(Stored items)
* * * *

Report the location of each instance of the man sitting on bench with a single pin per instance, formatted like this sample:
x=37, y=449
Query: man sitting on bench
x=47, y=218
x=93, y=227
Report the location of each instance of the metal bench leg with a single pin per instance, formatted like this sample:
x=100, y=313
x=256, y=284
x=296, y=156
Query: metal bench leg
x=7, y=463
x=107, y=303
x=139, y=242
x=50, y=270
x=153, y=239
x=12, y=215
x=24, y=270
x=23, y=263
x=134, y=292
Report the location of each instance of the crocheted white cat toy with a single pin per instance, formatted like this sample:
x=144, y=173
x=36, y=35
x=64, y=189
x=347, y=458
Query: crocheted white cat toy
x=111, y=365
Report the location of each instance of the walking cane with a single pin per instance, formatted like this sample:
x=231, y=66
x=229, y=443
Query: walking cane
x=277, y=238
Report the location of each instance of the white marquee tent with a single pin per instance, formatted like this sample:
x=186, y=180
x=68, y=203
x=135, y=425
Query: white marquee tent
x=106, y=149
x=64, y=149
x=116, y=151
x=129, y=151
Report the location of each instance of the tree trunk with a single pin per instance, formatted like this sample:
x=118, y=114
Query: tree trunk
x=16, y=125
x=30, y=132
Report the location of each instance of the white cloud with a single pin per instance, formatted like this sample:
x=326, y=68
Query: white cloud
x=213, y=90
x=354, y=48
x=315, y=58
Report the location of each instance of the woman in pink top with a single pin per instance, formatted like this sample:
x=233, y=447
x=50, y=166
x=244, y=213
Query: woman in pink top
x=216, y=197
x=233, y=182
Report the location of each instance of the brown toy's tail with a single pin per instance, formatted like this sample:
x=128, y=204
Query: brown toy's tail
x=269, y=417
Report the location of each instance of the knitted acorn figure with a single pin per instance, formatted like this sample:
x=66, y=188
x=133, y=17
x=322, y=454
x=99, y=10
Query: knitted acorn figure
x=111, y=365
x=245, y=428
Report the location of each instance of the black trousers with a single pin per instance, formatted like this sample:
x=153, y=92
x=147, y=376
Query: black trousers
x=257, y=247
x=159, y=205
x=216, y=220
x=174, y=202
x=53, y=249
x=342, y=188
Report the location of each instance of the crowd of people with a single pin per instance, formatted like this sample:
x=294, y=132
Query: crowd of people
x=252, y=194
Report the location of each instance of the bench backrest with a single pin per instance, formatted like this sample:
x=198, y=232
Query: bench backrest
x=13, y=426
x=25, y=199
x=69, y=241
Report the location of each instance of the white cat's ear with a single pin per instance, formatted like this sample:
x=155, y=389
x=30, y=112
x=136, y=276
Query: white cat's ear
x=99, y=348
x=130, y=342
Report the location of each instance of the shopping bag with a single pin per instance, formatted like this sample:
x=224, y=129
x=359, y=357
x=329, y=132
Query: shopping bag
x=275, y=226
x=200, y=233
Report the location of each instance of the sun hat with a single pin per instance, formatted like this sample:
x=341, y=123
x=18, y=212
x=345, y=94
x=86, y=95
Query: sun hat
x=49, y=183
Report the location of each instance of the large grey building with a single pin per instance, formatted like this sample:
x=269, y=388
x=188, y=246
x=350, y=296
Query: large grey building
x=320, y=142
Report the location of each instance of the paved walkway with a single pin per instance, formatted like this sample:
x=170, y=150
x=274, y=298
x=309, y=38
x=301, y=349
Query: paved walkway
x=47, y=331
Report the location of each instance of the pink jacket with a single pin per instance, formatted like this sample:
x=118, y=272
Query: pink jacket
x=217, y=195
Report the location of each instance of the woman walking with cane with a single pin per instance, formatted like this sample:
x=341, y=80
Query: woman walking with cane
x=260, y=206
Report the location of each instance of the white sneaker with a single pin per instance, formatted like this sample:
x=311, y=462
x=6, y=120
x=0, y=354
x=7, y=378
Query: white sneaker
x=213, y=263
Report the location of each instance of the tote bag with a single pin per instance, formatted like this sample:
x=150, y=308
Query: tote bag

* * * *

#### [What to produce]
Print every line of the listing above verbatim.

#### [Solution to the problem]
Report the location of each instance of the man sitting on bench with a single pin per instance, formatted like this sample:
x=37, y=449
Query: man sitting on bench
x=47, y=218
x=93, y=227
Report the location of each instance of the metal bench leg with a single pin per instance, formatted like this sample:
x=100, y=313
x=256, y=284
x=296, y=156
Query: metal bench leg
x=7, y=463
x=107, y=303
x=139, y=242
x=50, y=270
x=153, y=239
x=12, y=215
x=24, y=270
x=23, y=263
x=134, y=292
Report the location of each instance of the crocheted white cat toy with a single pin per instance, formatted like this sample:
x=144, y=173
x=36, y=35
x=64, y=189
x=347, y=458
Query: crocheted white cat toy
x=111, y=365
Report the location of each instance of the walking cane with a single pin per instance, formatted like this sample:
x=231, y=66
x=229, y=443
Query: walking cane
x=277, y=238
Report the location of each instance of the white marquee tent with a single pin per instance, formatted like this sample:
x=186, y=180
x=68, y=203
x=135, y=425
Query: white marquee tent
x=106, y=149
x=64, y=149
x=116, y=151
x=129, y=151
Report the location of each instance of the tree trunk with a single pin per instance, formatted like this sample:
x=118, y=114
Query: tree trunk
x=16, y=125
x=30, y=132
Report the location of each instance of the white cloud with a single pin per instance, formatted like this sample:
x=326, y=68
Query: white cloud
x=213, y=90
x=354, y=48
x=315, y=58
Report the location of each instance of the woman in pink top with a single pin per instance, formatted like this sample:
x=233, y=447
x=50, y=166
x=244, y=213
Query: woman in pink top
x=216, y=197
x=233, y=182
Report the location of each instance of the brown toy's tail with a single pin per instance, formatted like this sample:
x=128, y=204
Query: brown toy's tail
x=269, y=417
Report the location of each instance of the knitted acorn figure with a single pin per instance, formatted like this sample:
x=66, y=188
x=133, y=17
x=322, y=454
x=99, y=10
Query: knitted acorn figure
x=111, y=365
x=245, y=428
Report the location of each instance of the black trousers with a single pin per instance, formatted like this sample:
x=153, y=92
x=147, y=376
Query: black trousers
x=257, y=247
x=159, y=205
x=216, y=220
x=174, y=202
x=53, y=249
x=342, y=188
Report the location of each instance of the crowd of people with a single pin per instance, formatted like this sample:
x=294, y=132
Query: crowd of people
x=252, y=194
Report the location of each instance of the bench backrest with a single pin per instance, formatted like this sample:
x=198, y=232
Query: bench backrest
x=13, y=426
x=25, y=199
x=69, y=241
Report the location of each instance of the white cat's ear with a single pin per instance, formatted like this sample:
x=155, y=389
x=30, y=112
x=136, y=276
Query: white cat's ear
x=99, y=348
x=130, y=342
Report the location of each instance of the shopping bag with a single pin per instance, formatted like this sample:
x=224, y=129
x=359, y=357
x=329, y=132
Query: shopping bag
x=275, y=226
x=200, y=233
Report the location of each instance of the sun hat with a single pin per instance, formatted like this sample:
x=341, y=123
x=18, y=212
x=345, y=94
x=86, y=95
Query: sun hat
x=49, y=183
Report the location of each instance of the large grey building with a single pin per instance, formatted like this sample:
x=269, y=388
x=188, y=246
x=350, y=296
Query: large grey building
x=320, y=142
Report the location of each instance of the paved walkway with a single pin per instance, formatted like this sample:
x=170, y=150
x=274, y=298
x=309, y=38
x=301, y=349
Query: paved walkway
x=47, y=331
Report the location of each instance of the pink jacket with a single pin per instance, formatted like this sample:
x=118, y=272
Query: pink jacket
x=217, y=195
Report the location of each instance of the woman walking with cane with a single pin per instance, formatted like this sample:
x=341, y=80
Query: woman walking with cane
x=260, y=206
Report the location of each instance of the white sneaker with a single pin per instance, formatted like this sample:
x=311, y=462
x=6, y=120
x=0, y=354
x=7, y=378
Query: white sneaker
x=213, y=263
Report the location of each instance of the tote bag with a single pin per instance, formatted like this sample:
x=150, y=308
Query: tote bag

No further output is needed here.